>> Start

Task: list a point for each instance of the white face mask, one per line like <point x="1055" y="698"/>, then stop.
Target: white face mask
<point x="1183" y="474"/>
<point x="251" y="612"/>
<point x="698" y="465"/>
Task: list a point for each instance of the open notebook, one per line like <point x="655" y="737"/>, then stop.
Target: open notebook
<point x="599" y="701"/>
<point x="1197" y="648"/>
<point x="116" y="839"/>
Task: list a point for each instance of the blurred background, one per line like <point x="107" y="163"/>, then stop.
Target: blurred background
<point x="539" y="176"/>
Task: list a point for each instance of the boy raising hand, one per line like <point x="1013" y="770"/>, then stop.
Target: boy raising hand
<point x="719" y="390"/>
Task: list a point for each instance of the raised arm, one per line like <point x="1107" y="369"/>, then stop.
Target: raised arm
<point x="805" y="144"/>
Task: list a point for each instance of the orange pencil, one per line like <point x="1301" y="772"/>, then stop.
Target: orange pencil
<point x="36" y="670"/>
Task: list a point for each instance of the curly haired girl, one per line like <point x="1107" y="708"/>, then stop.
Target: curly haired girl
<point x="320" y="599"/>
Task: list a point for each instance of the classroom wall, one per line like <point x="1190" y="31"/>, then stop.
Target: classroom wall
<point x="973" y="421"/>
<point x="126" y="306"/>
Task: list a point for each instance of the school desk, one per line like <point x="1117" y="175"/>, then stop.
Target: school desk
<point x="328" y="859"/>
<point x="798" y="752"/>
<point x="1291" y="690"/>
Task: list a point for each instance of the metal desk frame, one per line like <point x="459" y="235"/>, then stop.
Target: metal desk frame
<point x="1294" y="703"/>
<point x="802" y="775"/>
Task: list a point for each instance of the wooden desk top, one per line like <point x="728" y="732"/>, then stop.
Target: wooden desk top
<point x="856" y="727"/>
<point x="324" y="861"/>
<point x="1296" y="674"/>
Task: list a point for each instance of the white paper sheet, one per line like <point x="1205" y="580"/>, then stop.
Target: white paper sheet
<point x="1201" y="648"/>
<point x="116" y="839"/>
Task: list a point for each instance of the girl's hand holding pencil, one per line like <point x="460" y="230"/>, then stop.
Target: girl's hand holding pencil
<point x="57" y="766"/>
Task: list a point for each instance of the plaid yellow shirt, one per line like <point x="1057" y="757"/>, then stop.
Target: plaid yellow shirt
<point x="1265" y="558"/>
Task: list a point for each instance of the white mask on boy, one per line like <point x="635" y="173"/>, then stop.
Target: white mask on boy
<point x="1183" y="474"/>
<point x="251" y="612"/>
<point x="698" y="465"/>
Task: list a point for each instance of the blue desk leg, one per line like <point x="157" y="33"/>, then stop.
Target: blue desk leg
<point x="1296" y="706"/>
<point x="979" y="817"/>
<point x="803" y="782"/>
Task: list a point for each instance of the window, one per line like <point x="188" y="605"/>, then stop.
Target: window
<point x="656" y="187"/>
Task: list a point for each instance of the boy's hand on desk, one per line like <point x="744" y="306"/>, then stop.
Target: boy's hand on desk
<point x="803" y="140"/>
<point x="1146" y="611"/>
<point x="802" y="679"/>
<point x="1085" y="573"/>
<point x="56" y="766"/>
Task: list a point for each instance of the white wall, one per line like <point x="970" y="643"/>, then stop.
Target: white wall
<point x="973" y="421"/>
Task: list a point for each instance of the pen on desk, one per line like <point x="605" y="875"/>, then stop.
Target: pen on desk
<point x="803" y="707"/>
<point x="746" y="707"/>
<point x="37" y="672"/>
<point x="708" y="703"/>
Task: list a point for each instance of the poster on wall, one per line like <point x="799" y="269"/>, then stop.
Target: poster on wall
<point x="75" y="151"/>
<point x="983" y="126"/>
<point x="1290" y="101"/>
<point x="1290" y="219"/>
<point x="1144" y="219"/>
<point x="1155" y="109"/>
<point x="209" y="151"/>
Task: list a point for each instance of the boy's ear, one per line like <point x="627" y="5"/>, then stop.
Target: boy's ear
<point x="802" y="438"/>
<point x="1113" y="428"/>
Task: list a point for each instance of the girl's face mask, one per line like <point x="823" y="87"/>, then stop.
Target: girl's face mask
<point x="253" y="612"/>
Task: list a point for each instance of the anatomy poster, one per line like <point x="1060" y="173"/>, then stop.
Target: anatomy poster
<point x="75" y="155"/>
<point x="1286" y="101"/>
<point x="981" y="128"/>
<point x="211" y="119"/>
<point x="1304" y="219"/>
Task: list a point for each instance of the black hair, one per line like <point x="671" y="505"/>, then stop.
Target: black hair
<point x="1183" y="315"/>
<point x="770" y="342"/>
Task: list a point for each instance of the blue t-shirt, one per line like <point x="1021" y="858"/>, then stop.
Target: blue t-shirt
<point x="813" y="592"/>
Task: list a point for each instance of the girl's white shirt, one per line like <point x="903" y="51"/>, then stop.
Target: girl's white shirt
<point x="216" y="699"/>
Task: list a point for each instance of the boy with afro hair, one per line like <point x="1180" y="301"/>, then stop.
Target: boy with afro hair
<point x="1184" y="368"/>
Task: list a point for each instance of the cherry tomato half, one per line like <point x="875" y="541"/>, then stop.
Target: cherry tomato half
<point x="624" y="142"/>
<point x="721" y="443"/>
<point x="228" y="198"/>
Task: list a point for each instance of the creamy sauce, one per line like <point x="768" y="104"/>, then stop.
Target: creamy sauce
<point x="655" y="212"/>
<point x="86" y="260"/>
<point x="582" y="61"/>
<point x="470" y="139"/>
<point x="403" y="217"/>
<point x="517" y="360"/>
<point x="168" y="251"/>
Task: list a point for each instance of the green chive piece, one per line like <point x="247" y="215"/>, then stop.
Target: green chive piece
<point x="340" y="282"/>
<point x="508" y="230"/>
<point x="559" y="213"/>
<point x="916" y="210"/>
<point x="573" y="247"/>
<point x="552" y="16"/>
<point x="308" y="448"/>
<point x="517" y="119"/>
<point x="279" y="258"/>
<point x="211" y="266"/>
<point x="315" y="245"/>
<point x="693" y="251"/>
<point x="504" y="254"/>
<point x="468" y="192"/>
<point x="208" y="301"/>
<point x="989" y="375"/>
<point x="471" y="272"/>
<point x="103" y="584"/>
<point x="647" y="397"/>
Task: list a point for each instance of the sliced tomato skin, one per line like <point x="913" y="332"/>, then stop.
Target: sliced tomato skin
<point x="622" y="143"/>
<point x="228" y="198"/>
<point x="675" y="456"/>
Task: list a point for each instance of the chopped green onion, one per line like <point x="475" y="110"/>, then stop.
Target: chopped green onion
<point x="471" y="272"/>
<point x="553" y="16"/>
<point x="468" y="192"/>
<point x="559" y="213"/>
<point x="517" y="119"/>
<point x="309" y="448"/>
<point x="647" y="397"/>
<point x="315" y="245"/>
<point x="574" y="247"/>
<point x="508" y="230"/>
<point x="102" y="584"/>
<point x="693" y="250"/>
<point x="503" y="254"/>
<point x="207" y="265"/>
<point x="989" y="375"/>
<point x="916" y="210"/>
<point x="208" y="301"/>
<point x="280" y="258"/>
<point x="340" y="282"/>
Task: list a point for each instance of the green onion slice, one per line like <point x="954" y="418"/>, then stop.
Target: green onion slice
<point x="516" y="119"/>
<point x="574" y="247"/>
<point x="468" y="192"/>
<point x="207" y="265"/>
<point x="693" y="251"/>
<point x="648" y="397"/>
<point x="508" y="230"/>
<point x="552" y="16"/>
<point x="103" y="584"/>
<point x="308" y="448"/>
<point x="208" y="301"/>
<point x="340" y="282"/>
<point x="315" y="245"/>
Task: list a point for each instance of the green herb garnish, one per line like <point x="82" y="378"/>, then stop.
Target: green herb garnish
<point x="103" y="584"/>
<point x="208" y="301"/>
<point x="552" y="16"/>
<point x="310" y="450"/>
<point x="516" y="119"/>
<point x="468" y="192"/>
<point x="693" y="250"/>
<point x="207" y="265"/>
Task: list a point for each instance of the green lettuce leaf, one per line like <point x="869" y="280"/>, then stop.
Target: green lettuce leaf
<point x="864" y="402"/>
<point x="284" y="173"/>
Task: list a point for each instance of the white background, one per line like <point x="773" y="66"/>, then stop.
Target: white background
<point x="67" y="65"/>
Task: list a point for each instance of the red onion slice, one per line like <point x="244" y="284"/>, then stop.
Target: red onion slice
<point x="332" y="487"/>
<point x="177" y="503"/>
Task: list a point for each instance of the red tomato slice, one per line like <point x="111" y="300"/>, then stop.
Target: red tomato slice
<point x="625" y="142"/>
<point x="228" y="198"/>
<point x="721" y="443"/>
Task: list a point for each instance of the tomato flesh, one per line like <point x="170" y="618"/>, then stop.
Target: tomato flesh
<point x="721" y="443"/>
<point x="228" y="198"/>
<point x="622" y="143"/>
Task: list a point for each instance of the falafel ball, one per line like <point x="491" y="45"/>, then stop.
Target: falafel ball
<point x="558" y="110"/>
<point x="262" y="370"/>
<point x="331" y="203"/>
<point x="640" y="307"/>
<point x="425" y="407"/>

>> End

**Stated goal**
Reproduce the items from the line with "Task: list a point for each instance of the green lettuce" through the end of the items, swapping "slice" for "piece" and leaving everything else unchanged.

**Final result**
Task: list a point for each instance of the green lettuce leaf, one per line like <point x="869" y="280"/>, then stop.
Target: green lettuce leaf
<point x="864" y="402"/>
<point x="284" y="173"/>
Task: list a point for each instance of the white background, one per line like <point x="773" y="66"/>, then stop.
Target: white background
<point x="67" y="65"/>
Task: list a point for each instance of the red onion piece, one per line like <point x="244" y="284"/>, then stop.
Target: red onion piece
<point x="332" y="487"/>
<point x="177" y="503"/>
Task: list a point for each instance of the red tomato piece, one per line like <point x="111" y="300"/>, then stop.
Target: red tomato piece
<point x="625" y="142"/>
<point x="228" y="198"/>
<point x="721" y="443"/>
Task: list a point for each instance of the tomato flesh, one per line like <point x="170" y="618"/>, then stop.
Target: tomato flesh
<point x="721" y="443"/>
<point x="228" y="198"/>
<point x="622" y="143"/>
Task: list a point for each instance of the falafel ball, one per line like <point x="491" y="45"/>, then stop.
Target: falafel ball
<point x="558" y="110"/>
<point x="262" y="370"/>
<point x="331" y="203"/>
<point x="640" y="307"/>
<point x="425" y="407"/>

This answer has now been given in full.